# Start of TEXT PROVIDED

More on the Purported Moral Right to own IP

Nick Geiser
3 min readFeb 8, 2021

The most important defense of the idea that IP protections respect pre-existing moral rights is Robert Merges’ 2011 book Justifying Intellectual Property. Merges doesn’t argue that moral rights are foundational to IP law, but he does argue that what he calls the “dignity principle” is one part of the foundation of IP law. Here’s how he describes it:

[the dignity principle] says the creator of a work should be respected and recognized in ways that extend beyond the traditional package of rights associated with property: the right to exclude, to alienate (sell or license), to use as one wishes, and so forth. (p. 156)

The dignity principle is a generalization of what are called the “moral rights of authors” especially in European IP law. The commonly recognized “moral rights of authors” include a right to attribution for the work, a right to integrity in the work, the right to disclosure (i.e. when the work will be made public), and a right of withdrawal (i.e. repossess the work with compensation for the owner). The idea with the dignity principle is that respecting the creator as a creative individual requires recognizing control rights over her creative works.

One problem with the dignity principle and the argument that property rights in IP confers respect for creators is that what it means to “respect” a creator is ambiguous. This ambiguity was pointed out in a classic 1977 article by Steve Darwall, “Two Kinds of Respect.” Darwall distinguishes what he calls “recognition respect” and “appraisal respect.” Recognition respect involves, roughly, giving someone’s interests/claims/requests appropriate weight in your deliberation. When you step on someone’s toe, recognition respect for them involves reacting to their “Ow!” not as a cost to be avoided but as a genuine reason for you to apologize. Appraisal respect, by contrast, is the kind of respect that mountaineers mean when they say something like, “you have to respect the mountain in order to climb it.” Appraisal respect is a kind of esteem reflecting an apt judgment of someone or something’s abilities/capacities/qualities.

# End of TEXT PROVIDED
# Start of SOURCE DATA

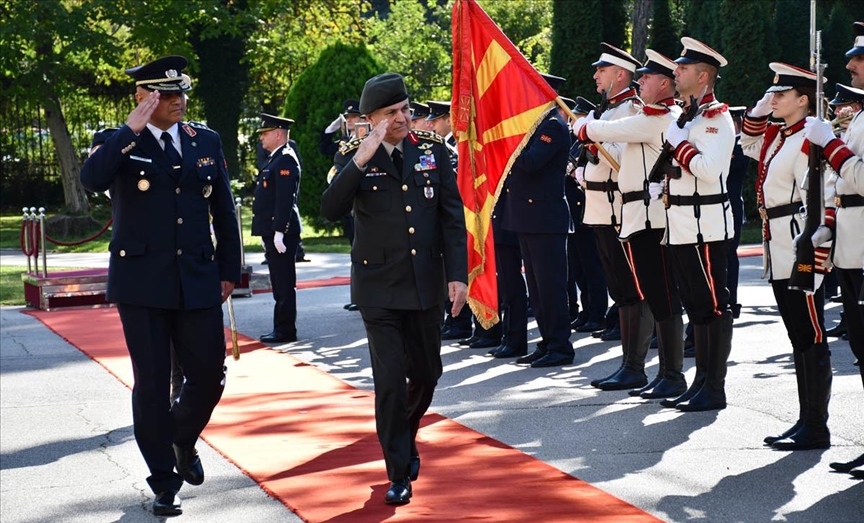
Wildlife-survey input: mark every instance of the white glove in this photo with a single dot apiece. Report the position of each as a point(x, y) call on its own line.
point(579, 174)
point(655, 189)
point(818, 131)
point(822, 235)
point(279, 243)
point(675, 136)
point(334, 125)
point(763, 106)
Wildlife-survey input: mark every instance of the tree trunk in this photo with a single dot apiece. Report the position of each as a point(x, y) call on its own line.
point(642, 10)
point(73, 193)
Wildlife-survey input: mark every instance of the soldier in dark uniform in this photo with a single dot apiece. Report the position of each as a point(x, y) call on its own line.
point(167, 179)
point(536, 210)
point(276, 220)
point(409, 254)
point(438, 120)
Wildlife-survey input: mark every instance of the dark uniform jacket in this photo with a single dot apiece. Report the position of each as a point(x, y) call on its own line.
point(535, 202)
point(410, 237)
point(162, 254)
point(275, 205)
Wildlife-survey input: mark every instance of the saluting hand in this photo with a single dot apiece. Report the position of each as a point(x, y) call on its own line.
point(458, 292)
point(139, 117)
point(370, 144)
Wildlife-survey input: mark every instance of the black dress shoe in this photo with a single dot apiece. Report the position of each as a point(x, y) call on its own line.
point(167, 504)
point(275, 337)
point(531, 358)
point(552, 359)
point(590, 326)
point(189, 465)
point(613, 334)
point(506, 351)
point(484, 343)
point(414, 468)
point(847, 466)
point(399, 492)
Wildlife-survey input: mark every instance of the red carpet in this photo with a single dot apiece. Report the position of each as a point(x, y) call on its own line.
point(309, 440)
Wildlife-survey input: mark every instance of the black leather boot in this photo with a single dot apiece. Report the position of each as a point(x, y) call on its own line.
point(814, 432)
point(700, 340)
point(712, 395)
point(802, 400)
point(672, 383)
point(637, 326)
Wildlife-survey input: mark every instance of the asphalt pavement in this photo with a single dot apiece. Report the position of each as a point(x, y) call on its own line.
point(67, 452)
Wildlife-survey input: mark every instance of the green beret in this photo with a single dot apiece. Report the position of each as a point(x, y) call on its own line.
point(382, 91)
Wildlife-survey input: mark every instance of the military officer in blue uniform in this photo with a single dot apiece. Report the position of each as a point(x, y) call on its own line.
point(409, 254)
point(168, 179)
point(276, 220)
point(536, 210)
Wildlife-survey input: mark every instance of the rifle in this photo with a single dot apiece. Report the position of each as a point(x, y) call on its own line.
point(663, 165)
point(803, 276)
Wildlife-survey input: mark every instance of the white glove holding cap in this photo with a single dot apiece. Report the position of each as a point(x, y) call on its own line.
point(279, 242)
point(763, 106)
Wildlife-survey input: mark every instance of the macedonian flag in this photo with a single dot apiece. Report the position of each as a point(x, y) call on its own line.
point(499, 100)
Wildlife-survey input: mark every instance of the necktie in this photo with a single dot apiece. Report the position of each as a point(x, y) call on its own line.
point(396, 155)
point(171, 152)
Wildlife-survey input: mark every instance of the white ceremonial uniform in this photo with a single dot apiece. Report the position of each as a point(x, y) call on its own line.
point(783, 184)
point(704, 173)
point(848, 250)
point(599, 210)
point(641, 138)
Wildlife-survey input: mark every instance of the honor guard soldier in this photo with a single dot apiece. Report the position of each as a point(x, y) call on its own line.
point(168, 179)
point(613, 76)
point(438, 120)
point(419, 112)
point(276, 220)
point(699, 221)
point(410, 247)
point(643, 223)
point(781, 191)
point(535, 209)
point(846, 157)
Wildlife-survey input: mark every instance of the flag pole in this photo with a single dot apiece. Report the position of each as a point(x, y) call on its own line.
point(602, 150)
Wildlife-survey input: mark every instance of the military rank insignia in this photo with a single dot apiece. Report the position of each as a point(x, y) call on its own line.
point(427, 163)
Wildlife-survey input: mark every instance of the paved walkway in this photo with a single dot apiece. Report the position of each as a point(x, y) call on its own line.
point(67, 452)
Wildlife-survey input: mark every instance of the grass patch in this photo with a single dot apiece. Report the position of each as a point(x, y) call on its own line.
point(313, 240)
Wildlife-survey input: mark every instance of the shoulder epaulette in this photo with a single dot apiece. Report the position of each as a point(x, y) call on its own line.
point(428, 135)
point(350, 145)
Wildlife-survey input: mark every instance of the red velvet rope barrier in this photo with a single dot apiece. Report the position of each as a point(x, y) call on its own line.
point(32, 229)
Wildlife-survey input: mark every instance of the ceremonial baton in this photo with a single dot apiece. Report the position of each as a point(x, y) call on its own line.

# End of SOURCE DATA

* [PROBLEMS TO WORK ON]:
1. Condense the paragraph of the post on moral rights and intellectual property that begins "The dignity principle is a generalization," presenting it as a brief list while keeping its main facts.
2. Format everything in the records from the line containing "Wildlife-survey input: mark every instance of the red velvet" down to the line containing "point(32, 229)" as a JSON list of strings, one string per line, leaving out blank lines.

* [RESPONSES FOR EACH TASK]:
1.
The dignity principle generalizes the "moral rights of authors," found especially in European IP law. These rights commonly include:
- a right to attribution for the work
- a right to integrity in the work
- a right to disclosure (when the work will be made public)
- a right of withdrawal (repossessing the work with compensation for the owner)

The principle holds that respecting a creator as a creative individual requires recognizing control rights over her creative works.

2.
[
  "Wildlife-survey input: mark every instance of the red velvet rope barrier in this photo with a single dot apiece. Report the position of each as a point(x, y) call on its own line.",
  "point(32, 229)"
]